** Task directions **
From the items below, pull out every line that contains the string "camouflage", matching its case exactly.

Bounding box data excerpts

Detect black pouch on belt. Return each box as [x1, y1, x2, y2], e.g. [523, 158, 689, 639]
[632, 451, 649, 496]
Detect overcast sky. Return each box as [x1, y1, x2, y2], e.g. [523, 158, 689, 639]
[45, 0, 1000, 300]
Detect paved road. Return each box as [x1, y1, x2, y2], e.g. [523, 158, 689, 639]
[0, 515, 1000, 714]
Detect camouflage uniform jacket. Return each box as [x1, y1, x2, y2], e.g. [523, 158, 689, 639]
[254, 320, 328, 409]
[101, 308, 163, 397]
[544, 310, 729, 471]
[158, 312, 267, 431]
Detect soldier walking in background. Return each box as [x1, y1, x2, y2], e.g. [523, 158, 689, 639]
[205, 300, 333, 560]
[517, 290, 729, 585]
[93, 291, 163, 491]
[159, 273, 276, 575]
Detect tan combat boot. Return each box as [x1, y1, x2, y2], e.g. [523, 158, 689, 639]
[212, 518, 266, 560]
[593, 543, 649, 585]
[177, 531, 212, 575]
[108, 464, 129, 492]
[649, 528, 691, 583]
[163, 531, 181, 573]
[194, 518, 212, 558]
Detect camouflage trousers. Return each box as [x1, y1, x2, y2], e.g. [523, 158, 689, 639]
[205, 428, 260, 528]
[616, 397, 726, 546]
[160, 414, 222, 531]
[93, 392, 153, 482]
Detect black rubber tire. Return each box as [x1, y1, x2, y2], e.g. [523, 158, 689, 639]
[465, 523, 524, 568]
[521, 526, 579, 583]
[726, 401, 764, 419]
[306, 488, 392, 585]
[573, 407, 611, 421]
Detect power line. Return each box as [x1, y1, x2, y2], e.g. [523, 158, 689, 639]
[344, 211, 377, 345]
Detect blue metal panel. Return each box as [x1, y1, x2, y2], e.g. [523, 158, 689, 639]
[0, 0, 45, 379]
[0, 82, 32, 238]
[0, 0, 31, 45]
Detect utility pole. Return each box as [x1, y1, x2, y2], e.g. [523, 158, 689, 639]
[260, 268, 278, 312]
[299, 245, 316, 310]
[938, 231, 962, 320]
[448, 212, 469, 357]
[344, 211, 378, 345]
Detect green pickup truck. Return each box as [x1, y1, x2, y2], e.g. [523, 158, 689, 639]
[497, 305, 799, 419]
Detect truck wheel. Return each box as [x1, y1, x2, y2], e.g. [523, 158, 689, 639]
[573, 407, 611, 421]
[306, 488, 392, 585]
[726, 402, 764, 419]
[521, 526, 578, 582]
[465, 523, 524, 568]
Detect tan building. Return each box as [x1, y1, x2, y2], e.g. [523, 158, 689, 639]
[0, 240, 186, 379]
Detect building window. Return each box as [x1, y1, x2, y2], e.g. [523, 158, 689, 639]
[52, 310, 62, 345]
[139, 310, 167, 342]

** Finished answer **
Detect camouflage uniform jacket. Return each box as [x1, y1, x2, y2], e.g. [523, 158, 689, 639]
Detect camouflage trousers. Return each box as [x1, y1, x2, y2], e.g. [523, 158, 689, 639]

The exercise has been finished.